-- To be done --
The data follows this line. Copy verbatim the line with "[locate] black blazer" and each line after it to the end.

-- Listed entries --
** BEGIN **

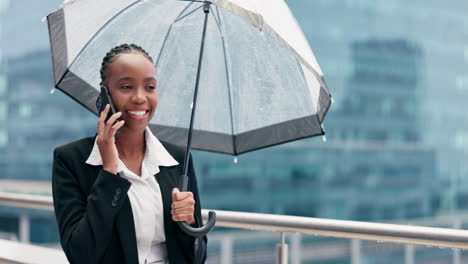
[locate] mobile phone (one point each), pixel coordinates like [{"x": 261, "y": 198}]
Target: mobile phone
[{"x": 104, "y": 99}]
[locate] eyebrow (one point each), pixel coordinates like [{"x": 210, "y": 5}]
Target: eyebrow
[{"x": 131, "y": 79}]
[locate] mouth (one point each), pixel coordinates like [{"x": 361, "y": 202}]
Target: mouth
[{"x": 138, "y": 114}]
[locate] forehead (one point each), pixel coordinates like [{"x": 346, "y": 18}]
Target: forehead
[{"x": 133, "y": 65}]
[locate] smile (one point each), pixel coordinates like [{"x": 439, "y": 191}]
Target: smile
[{"x": 138, "y": 114}]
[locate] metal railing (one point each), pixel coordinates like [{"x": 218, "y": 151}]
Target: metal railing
[{"x": 380, "y": 232}]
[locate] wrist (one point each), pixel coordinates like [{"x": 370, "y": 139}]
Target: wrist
[{"x": 112, "y": 169}]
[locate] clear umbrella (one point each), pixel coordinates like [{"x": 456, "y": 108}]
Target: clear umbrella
[{"x": 259, "y": 82}]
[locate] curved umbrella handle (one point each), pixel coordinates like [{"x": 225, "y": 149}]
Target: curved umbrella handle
[
  {"x": 200, "y": 231},
  {"x": 195, "y": 231}
]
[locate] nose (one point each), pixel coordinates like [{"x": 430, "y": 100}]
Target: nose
[{"x": 139, "y": 96}]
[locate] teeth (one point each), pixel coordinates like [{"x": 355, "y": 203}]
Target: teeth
[{"x": 137, "y": 113}]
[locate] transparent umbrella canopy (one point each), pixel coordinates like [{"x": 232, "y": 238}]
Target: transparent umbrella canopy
[
  {"x": 260, "y": 84},
  {"x": 233, "y": 75}
]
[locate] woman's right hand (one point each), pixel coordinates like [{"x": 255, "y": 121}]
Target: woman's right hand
[{"x": 106, "y": 140}]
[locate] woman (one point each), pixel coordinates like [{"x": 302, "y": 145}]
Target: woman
[{"x": 115, "y": 198}]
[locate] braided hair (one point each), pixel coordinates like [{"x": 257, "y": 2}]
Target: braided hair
[{"x": 115, "y": 52}]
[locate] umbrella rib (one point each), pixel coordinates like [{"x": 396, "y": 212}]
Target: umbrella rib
[
  {"x": 228, "y": 79},
  {"x": 95, "y": 34},
  {"x": 216, "y": 20},
  {"x": 184, "y": 9},
  {"x": 169, "y": 32},
  {"x": 188, "y": 14}
]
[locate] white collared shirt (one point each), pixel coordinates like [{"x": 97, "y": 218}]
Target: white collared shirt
[{"x": 145, "y": 198}]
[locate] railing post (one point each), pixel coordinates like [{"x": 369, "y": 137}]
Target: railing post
[
  {"x": 456, "y": 259},
  {"x": 282, "y": 251},
  {"x": 296, "y": 249},
  {"x": 355, "y": 251},
  {"x": 24, "y": 228},
  {"x": 409, "y": 254},
  {"x": 226, "y": 250}
]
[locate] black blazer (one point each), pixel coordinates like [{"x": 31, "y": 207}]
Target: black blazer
[{"x": 94, "y": 213}]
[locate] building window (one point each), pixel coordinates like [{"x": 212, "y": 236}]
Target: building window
[
  {"x": 3, "y": 138},
  {"x": 3, "y": 111},
  {"x": 3, "y": 83}
]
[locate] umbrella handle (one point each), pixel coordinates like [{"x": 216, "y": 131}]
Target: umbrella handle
[
  {"x": 200, "y": 231},
  {"x": 195, "y": 231}
]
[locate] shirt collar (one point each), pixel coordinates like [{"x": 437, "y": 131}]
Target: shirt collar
[{"x": 156, "y": 155}]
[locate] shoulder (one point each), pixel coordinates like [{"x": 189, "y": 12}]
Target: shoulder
[{"x": 79, "y": 149}]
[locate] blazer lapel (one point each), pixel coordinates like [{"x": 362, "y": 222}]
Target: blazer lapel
[{"x": 126, "y": 230}]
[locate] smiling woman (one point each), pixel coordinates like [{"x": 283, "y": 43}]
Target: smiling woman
[{"x": 115, "y": 197}]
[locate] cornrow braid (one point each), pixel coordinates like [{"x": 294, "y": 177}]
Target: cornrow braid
[{"x": 115, "y": 52}]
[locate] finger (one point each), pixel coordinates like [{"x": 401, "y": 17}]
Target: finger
[
  {"x": 101, "y": 119},
  {"x": 174, "y": 192},
  {"x": 182, "y": 204},
  {"x": 113, "y": 118},
  {"x": 184, "y": 217},
  {"x": 105, "y": 111},
  {"x": 118, "y": 125},
  {"x": 183, "y": 195},
  {"x": 181, "y": 211}
]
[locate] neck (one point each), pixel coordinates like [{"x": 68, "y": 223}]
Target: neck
[{"x": 130, "y": 143}]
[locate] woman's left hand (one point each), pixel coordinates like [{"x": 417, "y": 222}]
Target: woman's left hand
[{"x": 183, "y": 206}]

** END **

-- Solution for this task --
[locate] black blazer (one point each), pixel coordinates like [{"x": 31, "y": 207}]
Target: black blazer
[{"x": 94, "y": 213}]
[locate] building window (one point each), pixel coordinates like [{"x": 212, "y": 236}]
Target: building window
[
  {"x": 3, "y": 138},
  {"x": 3, "y": 111},
  {"x": 3, "y": 83}
]
[locate] umbrella handle (one point each), pixel coordinates like [{"x": 216, "y": 131}]
Target: umbrella handle
[
  {"x": 200, "y": 231},
  {"x": 195, "y": 231}
]
[locate] shirt collar (one point each), pixel coordinates like [{"x": 437, "y": 131}]
Target: shirt collar
[{"x": 156, "y": 155}]
[locate] shoulder (one point each), pixel coordinates like [{"x": 189, "y": 12}]
Target: shoulder
[{"x": 79, "y": 149}]
[locate] blazer lapel (one point each), pixel coordinates like [{"x": 362, "y": 222}]
Target: blazer lapel
[{"x": 126, "y": 230}]
[locate] smiling woman (one point each), pixel coordinates like [{"x": 283, "y": 43}]
Target: smiling woman
[{"x": 115, "y": 197}]
[locate] cornrow braid (one point each), pixel coordinates like [{"x": 294, "y": 177}]
Target: cornrow braid
[{"x": 115, "y": 52}]
[locate] finger (one point each), pixel coordinates like [{"x": 401, "y": 17}]
Target: finger
[
  {"x": 101, "y": 119},
  {"x": 174, "y": 192},
  {"x": 182, "y": 204},
  {"x": 113, "y": 118},
  {"x": 184, "y": 217},
  {"x": 105, "y": 111},
  {"x": 118, "y": 125},
  {"x": 183, "y": 195},
  {"x": 181, "y": 211}
]
[locate] neck (one point each), pixel coordinates like [{"x": 68, "y": 223}]
Target: neck
[{"x": 130, "y": 143}]
[locate] woman's left hand (one point each), pixel coordinates like [{"x": 417, "y": 222}]
Target: woman's left hand
[{"x": 183, "y": 206}]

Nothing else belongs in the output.